── SOURCE EXTRACT ──
What should the calcium/Phos level or ratio be for a large breed puppy be?


----------



## roxy84 (Jun 23, 2007)

MikeB06 said:


> What should the calcium/Phos level or ratio be for a large breed puppy be?


if i recall, the study on Danes used Ca levels as low as 0.8% at the low levels and between 2.7%-3.3% on the high end. the higher levels clearly causing growth abnormalities and the low end being deemed a minimum necessary level. the conclusion was that large breed pups should be fed diets closer to the low end (.8%) than the high end (2.7%+). 1.5% Ca or less seems to be the most common recommendation made for large breed pups. i think the same study concluded the absolute levels of Ca were the culprit and not the rario of Cah (which i think is usually recommended at 1.26:1).

not everyone agrees on what level to stay below. where large breed pups are concerned, ive always felt more comfortable at the lower end of the scale than the levels closer to the higher end (such as the 2%+ levels in most grainless foods).


----------



## ElvisP (May 19, 2010)

Thanks, Roxy ... I (and Elvis) appreciate your info.


----------



## ZAYDA (Apr 22, 2010)

These are threads and comments I have come across in regards to feeding a puppy adult food or puppy food. I have just selected a few from several different threads on this subject. What is right I am not sure but I do think that to much protein and fat is not good for slow growing healthy puppies.

WHEN AND WHAT SHOULD YOU FEED A 8 WEEK OLD PUPPY I KEEP HEARING SOME PEOPLE SAY FEED IT ADULT FOOD SOME SAY FEED IT PUPPY ANY IDEAS??????????

The concept of starting large dogs on adult food arises from the fact that a lot of people (myself included) believe that puppy foods contain too much protein and fat. The higher percentage of protein and fat in the puppy's diet can cause that dog to grow too fast which can put undue pressure on the dog's ligaments, back, hips, etc.

I do switch my pups to an adult food.

i KNOW i JUST READ ALL OF THE INGREDIENTS.......PROTEIN LEVEL IS WAY TOO HIGH FOR A PUPPY...

Puppy food has a high fat content and it is not a good idea to feed your older puppy. people tend to over feed as well and you should not have a puppy with his/her belly hanging. Over feeding or staying on puppy food is not a good idea. There are many good dog foods out there for large breed puppies one is Best Breed German diet I use on puppies even tho it is a adult food it is a very good food from puppy to adult. A puppy that is on the over weight side benefits from the adult food instead of puppy food especially helping prevent Pano (growing pain) at around six months. Eagle is good, Best Breed is good,Nutro,Solid Gold to name a few. My puppies are feed best breed adult from weaning until adult this is one of the dog foods that is suitable for this and they thrive on it, hard stools, good coats, I have never had a problem with it. I hate Purina Puppy Food it gives puppies the loose stools like crazy too much corn in it I quit using it years ago for that reason. I mix a little powered goats milk in with little ones up to seven weeks of age as well.
───
◆ **WHAT TO WORK ON**:
Answer these questions from the thread on feeding large breed puppies:
1. What calcium level is named as the most common recommendation for large breed pups?
2. What range of calcium levels did the study on Danes use at the high end?
3. Which puppy food does one poster say gives puppies loose stools?
The data that follows has no connection to the thread on feeding large breed puppies.
── INFORMATION SHOWN ──
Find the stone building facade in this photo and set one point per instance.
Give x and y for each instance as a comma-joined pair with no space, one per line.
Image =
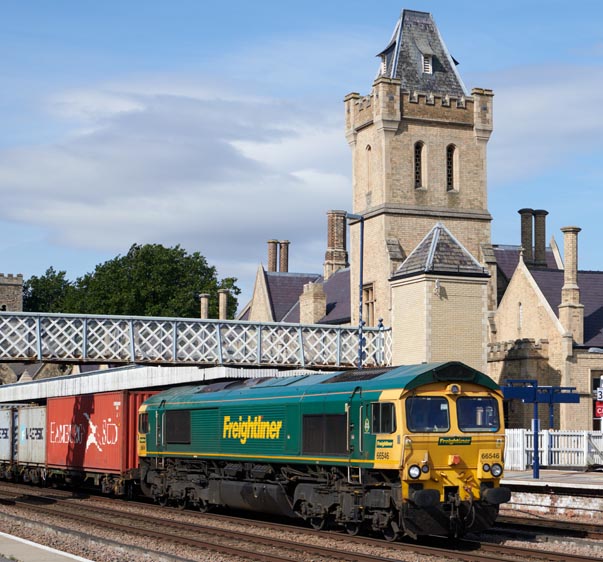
───
◆ **ANSWER SPACE**:
1. 1.5% calcium or less.
2. Between 2.7% and 3.3%.
3. Purina Puppy Food.